Aangeleverde gegevens:
----------

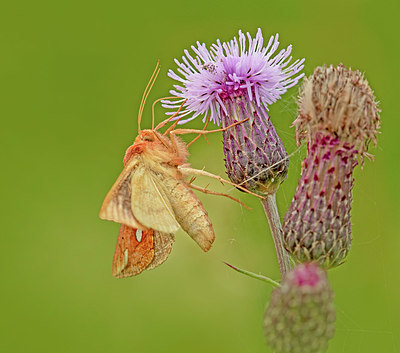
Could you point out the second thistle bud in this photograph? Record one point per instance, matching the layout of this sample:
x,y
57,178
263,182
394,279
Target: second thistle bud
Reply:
x,y
338,116
300,316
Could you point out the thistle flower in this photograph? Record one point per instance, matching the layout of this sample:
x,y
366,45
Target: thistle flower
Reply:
x,y
233,81
338,116
300,316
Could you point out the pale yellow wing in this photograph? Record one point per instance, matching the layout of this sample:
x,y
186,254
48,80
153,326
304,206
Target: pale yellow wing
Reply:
x,y
117,204
189,212
150,204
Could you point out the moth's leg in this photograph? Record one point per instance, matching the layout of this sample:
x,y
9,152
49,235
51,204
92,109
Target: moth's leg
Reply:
x,y
206,191
203,132
166,121
199,135
192,171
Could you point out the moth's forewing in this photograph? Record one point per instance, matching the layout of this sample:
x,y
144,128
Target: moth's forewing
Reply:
x,y
150,204
117,204
189,212
163,243
134,251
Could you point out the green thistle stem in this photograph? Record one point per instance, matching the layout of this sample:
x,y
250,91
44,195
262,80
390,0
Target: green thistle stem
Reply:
x,y
271,211
253,275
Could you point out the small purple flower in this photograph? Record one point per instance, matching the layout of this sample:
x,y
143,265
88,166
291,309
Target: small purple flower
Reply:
x,y
230,70
234,81
300,316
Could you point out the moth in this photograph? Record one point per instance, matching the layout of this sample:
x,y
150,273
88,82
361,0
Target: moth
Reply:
x,y
151,198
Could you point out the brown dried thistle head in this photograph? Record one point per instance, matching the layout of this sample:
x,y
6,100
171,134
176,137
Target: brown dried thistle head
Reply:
x,y
338,116
338,101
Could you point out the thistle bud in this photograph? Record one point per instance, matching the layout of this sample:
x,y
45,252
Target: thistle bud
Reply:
x,y
338,116
234,81
300,316
255,156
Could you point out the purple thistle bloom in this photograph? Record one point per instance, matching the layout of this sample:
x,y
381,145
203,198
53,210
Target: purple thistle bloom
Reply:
x,y
300,317
233,81
229,70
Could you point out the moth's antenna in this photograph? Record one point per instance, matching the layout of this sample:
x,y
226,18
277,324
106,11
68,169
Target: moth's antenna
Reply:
x,y
147,91
152,108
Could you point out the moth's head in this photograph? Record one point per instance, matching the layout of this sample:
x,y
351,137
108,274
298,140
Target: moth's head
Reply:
x,y
146,136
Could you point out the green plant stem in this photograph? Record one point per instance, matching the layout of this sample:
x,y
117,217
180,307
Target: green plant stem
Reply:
x,y
253,275
271,211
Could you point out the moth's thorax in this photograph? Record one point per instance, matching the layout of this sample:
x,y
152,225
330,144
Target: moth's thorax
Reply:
x,y
157,148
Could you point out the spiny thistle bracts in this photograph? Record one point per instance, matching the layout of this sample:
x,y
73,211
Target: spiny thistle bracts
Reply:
x,y
233,81
340,102
338,116
317,226
300,316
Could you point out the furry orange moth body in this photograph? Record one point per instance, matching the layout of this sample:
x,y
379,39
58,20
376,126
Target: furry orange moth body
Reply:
x,y
151,198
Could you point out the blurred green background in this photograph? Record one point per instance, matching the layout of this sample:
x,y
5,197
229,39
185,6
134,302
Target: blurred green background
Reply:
x,y
72,76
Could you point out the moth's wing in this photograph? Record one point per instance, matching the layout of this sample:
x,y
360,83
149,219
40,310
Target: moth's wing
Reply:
x,y
117,204
150,204
163,243
190,213
134,251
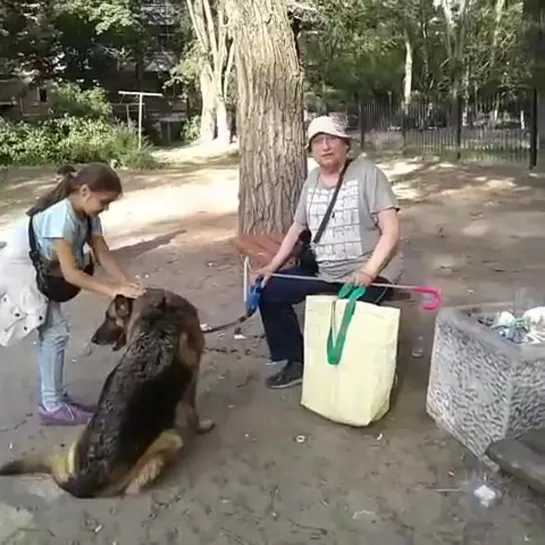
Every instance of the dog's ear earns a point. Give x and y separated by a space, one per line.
120 343
123 306
161 304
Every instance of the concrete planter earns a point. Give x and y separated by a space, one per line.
483 387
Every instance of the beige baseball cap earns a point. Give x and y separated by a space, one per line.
326 125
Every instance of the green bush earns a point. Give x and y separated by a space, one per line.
79 128
71 139
191 129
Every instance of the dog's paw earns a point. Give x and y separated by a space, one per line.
205 425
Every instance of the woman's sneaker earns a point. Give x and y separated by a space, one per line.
290 375
63 415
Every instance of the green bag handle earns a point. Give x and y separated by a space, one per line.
335 346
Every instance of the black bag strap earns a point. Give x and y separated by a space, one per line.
327 215
34 252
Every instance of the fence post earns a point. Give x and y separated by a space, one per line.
533 129
361 122
458 143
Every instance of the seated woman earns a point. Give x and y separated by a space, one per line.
360 244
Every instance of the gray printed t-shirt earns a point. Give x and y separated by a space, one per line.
352 231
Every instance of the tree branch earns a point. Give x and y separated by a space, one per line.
197 27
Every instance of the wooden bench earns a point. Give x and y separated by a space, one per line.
260 249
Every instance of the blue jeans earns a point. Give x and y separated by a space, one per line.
53 337
278 316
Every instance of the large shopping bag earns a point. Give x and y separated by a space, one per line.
350 357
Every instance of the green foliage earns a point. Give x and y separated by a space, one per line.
74 101
358 48
191 129
70 140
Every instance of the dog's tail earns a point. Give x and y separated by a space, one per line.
61 466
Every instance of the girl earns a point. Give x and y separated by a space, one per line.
63 221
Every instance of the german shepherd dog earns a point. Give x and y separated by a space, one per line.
133 433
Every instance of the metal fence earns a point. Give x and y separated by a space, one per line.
499 128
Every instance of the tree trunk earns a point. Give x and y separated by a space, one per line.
269 116
208 109
222 121
408 79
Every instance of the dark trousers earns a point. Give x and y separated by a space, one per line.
280 322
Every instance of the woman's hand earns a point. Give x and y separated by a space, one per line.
130 290
264 272
362 279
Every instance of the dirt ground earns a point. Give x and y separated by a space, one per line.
476 233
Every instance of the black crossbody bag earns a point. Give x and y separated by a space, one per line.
51 282
304 254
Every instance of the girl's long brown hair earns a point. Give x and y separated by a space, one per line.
96 176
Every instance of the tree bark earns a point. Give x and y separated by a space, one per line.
408 78
208 109
222 122
270 127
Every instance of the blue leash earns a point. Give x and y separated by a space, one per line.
252 304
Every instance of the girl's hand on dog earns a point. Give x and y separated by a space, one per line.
130 290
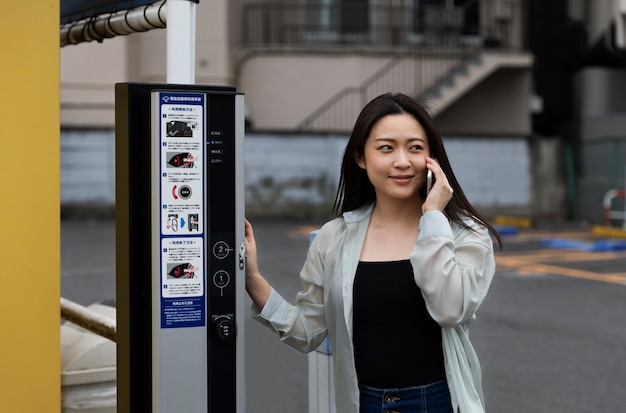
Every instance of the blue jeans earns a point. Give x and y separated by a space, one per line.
431 398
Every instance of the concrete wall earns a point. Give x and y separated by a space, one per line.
288 175
601 156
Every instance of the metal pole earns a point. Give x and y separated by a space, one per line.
108 26
181 41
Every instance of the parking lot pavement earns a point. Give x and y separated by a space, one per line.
577 253
550 334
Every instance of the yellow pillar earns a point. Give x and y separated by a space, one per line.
29 211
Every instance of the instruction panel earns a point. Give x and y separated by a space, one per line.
182 174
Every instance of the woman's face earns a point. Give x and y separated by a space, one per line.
394 157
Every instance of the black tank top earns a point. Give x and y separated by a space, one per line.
396 341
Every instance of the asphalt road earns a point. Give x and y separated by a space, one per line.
551 334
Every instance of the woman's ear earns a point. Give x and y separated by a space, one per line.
359 159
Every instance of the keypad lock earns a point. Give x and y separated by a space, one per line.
224 326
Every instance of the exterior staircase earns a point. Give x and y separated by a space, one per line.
436 80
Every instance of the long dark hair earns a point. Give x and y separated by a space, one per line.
355 188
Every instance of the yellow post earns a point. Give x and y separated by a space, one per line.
29 211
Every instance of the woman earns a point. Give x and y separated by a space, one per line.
396 278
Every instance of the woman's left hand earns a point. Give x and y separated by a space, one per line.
441 192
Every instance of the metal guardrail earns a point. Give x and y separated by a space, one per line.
89 320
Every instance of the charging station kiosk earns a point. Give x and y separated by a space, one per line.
179 248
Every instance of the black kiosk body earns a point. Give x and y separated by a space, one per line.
179 248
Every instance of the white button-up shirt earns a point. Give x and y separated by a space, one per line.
453 266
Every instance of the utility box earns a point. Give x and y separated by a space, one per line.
179 248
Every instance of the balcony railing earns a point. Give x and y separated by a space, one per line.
379 25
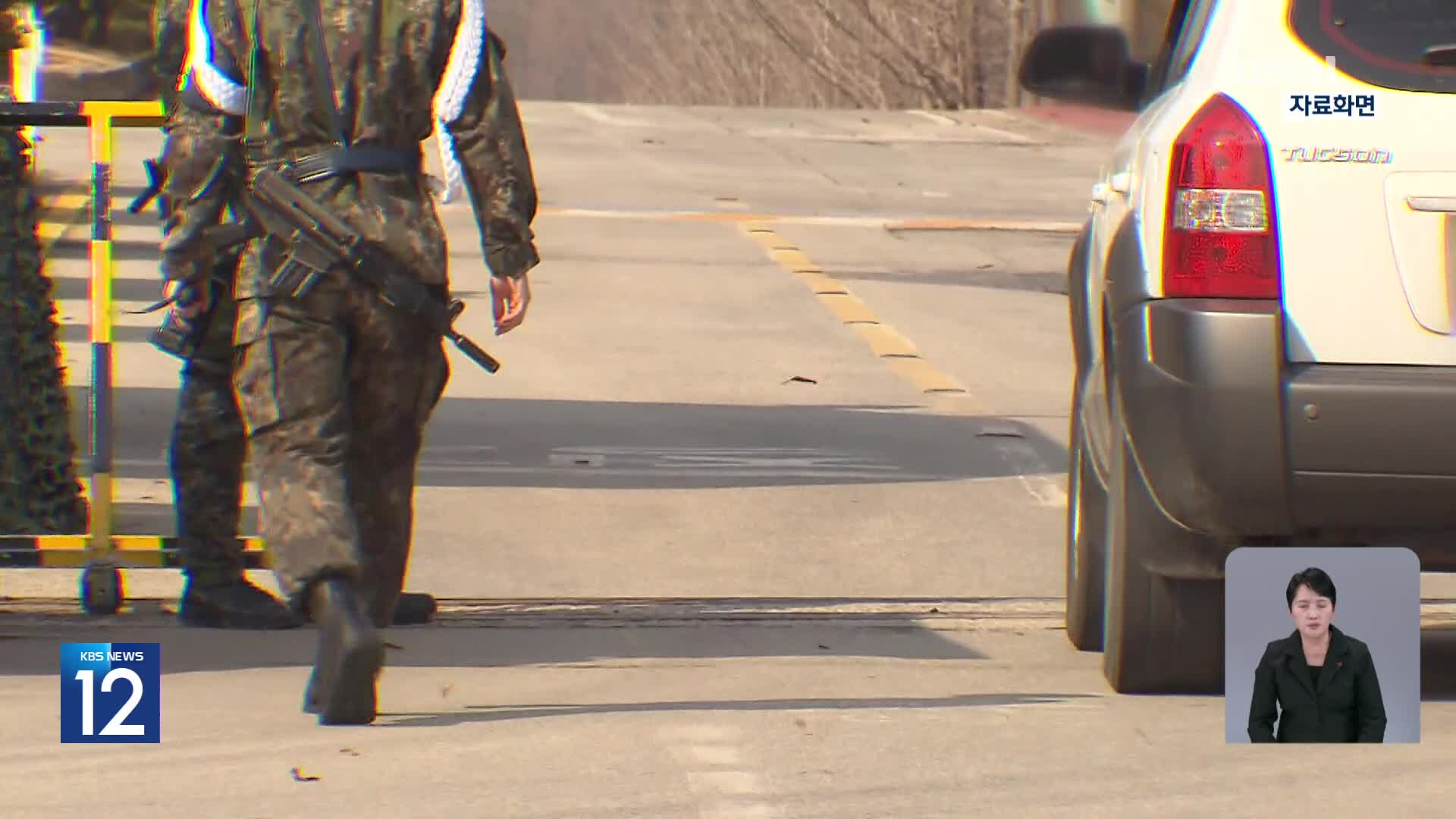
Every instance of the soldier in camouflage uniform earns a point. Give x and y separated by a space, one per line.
335 387
209 438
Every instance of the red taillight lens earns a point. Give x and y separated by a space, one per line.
1219 240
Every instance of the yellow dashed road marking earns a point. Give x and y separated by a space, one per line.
734 213
897 352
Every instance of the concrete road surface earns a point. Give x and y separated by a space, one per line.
762 518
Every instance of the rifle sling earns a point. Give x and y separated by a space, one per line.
343 156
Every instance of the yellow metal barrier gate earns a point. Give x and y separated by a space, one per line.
99 551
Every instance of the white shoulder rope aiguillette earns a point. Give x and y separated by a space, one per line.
455 88
221 93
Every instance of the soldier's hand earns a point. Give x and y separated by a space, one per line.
509 299
193 302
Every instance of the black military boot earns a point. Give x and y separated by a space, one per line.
414 608
351 653
235 604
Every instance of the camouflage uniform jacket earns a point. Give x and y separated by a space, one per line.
388 61
169 34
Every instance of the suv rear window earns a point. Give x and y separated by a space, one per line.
1397 44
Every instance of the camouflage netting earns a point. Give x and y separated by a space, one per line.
39 493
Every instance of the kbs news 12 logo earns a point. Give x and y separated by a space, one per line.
111 692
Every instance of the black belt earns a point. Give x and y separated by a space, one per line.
356 159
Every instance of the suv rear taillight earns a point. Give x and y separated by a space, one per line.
1219 240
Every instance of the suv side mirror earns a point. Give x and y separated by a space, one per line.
1084 64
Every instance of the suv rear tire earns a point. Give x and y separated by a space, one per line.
1163 635
1087 534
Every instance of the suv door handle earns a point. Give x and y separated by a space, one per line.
1432 205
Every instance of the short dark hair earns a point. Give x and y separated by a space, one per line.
1316 580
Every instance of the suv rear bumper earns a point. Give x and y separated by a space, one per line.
1237 442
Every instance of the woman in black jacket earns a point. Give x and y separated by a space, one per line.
1321 678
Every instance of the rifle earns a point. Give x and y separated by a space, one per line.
319 242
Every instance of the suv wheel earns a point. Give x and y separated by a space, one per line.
1087 528
1163 635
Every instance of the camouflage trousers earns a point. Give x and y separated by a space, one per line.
207 452
337 390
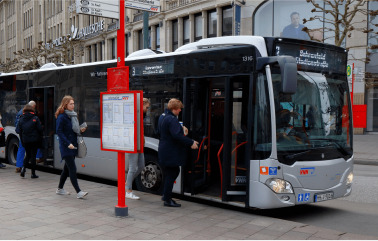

----------

Opdrachtinstructies:
Selecteer in de gegevens hierboven elke regel die het woord "tree" bevat en kopieer die regels ongewijzigd.

Resultaat van opdracht:
Every instance of the tree branch earns a point. Give x and y separated by a space, one per line.
Every instance of the tree trunk earns a point. Give x and y separated by a space, one per line.
Every instance of the tree bark earns a point. Give x and y separated by a space, one per line.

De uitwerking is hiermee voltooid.